▶ GIVEN ENTRIES:
···

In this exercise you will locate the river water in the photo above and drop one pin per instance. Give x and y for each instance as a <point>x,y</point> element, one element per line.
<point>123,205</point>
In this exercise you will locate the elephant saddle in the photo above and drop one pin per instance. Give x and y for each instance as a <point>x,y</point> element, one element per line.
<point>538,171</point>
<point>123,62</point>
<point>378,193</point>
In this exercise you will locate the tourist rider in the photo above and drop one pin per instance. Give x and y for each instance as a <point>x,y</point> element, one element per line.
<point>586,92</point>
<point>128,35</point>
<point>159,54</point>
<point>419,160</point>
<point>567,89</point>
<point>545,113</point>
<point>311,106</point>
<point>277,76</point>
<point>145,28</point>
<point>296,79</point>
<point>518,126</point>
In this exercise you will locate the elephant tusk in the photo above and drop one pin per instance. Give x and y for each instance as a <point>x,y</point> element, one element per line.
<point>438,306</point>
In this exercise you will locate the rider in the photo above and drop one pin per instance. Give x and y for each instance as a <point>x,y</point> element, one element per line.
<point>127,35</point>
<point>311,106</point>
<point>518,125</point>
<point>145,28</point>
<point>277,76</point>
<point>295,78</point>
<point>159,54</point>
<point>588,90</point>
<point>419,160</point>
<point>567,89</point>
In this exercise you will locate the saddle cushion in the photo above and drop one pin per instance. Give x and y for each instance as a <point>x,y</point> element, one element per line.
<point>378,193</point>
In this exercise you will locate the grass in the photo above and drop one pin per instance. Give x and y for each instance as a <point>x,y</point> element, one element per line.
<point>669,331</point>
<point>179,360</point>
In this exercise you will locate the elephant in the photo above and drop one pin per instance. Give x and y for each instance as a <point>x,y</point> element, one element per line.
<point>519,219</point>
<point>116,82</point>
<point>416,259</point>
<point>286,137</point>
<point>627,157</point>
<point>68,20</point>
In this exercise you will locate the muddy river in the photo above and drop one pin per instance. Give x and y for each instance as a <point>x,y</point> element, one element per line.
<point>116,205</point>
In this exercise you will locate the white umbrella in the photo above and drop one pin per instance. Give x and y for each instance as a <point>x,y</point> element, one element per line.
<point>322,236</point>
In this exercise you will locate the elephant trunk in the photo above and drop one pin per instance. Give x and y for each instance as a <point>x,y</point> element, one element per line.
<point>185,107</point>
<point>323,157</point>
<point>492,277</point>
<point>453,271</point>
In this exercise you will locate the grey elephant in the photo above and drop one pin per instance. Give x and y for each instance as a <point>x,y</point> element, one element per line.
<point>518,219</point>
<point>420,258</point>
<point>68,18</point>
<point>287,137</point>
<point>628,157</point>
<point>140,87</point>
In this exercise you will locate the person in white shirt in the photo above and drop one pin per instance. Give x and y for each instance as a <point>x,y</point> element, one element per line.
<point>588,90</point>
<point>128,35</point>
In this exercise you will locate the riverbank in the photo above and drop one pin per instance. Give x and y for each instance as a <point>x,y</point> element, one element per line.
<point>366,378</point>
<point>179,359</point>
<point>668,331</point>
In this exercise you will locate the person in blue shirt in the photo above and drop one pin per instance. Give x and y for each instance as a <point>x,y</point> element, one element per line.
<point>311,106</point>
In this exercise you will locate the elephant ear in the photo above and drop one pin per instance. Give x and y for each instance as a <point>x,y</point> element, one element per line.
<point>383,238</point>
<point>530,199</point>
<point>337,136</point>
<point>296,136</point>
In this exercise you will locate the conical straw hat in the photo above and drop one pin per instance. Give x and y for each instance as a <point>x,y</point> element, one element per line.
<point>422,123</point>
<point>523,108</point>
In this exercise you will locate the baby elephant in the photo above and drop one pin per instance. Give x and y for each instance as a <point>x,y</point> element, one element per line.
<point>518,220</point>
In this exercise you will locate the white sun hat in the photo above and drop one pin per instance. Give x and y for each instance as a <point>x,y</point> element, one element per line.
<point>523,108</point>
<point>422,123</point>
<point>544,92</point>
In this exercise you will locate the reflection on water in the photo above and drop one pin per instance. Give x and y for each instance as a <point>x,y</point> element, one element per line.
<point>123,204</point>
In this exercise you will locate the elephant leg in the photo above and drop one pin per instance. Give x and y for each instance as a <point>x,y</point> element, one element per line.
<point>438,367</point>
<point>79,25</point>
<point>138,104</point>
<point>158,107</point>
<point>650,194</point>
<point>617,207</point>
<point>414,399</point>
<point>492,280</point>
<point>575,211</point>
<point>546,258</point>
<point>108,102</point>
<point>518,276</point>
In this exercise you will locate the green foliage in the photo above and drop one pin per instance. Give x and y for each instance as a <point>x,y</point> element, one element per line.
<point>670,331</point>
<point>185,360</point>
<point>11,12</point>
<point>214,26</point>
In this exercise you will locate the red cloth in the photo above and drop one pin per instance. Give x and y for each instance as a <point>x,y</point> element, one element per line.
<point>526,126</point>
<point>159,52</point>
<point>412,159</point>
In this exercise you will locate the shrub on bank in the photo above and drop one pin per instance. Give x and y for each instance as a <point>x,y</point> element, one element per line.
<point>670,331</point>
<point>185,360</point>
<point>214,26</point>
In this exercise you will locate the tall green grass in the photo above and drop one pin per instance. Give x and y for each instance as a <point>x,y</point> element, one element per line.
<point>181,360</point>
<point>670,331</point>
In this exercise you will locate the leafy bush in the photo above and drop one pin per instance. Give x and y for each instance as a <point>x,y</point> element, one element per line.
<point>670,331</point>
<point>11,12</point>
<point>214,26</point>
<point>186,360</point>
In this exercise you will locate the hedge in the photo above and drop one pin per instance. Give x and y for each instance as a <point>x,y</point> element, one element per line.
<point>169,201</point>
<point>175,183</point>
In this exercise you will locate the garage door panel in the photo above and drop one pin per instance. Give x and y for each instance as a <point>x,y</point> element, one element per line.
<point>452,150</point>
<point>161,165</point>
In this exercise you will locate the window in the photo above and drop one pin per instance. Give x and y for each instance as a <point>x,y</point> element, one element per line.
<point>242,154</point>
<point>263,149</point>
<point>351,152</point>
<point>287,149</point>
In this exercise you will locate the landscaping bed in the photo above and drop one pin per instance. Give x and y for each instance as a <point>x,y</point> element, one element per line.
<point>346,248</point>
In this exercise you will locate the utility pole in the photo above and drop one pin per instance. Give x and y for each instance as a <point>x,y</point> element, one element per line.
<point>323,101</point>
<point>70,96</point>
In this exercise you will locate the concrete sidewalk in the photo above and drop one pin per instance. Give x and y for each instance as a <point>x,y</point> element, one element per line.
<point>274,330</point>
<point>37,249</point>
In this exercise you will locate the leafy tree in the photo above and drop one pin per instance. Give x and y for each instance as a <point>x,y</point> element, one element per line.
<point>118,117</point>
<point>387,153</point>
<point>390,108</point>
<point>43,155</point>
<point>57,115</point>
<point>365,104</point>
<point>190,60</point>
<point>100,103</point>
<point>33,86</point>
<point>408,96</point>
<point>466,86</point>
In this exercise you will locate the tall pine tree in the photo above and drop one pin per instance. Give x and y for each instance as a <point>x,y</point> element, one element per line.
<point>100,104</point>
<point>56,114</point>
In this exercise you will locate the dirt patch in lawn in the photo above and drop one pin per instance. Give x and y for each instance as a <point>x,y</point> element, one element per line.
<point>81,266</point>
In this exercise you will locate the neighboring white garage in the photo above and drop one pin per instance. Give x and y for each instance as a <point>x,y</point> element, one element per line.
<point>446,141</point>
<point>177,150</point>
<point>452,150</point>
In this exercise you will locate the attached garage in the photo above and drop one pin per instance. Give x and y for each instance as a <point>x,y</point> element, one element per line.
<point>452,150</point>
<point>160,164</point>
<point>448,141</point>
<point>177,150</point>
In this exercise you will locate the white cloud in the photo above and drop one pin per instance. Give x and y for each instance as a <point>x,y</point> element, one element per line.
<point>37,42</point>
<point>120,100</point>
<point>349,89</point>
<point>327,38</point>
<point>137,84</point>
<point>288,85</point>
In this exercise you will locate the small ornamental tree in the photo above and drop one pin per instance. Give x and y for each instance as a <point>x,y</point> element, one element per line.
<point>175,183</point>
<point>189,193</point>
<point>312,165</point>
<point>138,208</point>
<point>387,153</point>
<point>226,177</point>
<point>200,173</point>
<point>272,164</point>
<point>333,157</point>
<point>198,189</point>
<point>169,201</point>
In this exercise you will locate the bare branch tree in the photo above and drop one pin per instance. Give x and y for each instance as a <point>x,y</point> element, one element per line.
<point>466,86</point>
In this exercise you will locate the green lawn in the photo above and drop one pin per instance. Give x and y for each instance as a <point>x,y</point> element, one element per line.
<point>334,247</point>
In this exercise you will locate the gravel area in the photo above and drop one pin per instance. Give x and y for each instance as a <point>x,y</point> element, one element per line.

···

▶ JOB: Write out the lines between the one containing "In this exercise you will locate the landscaping" and the one containing "<point>56,114</point>", inclusive, with no changes.

▶ FINISHED EXERCISE:
In this exercise you will locate the landscaping bed in the photo above and drop one pin per instance. Give x and y for each instance as a <point>x,y</point> element, one element per line.
<point>346,248</point>
In this exercise you will locate the utility pole in the photo above and drop one pin per instance. Give x and y for each instance as a <point>x,y</point> element, one element per line.
<point>323,101</point>
<point>70,96</point>
In this exercise you will locate the concrete sidewalk in the photo above and drop one pin per instance. Give x and y for each instance as a <point>x,y</point> element, one element per line.
<point>274,330</point>
<point>37,249</point>
In this exercise you will locate the leafy tree in the photo above and drop one pin per instance. Give x and y for each instance as a <point>x,y</point> element, one element per line.
<point>118,117</point>
<point>387,153</point>
<point>390,108</point>
<point>43,155</point>
<point>57,115</point>
<point>365,104</point>
<point>190,60</point>
<point>100,103</point>
<point>33,86</point>
<point>408,96</point>
<point>466,86</point>
In this exercise you will locate the tall pine tree in the photo above and drop one pin per instance. Give x and y for each instance as a <point>x,y</point> element, one element per line.
<point>100,104</point>
<point>56,114</point>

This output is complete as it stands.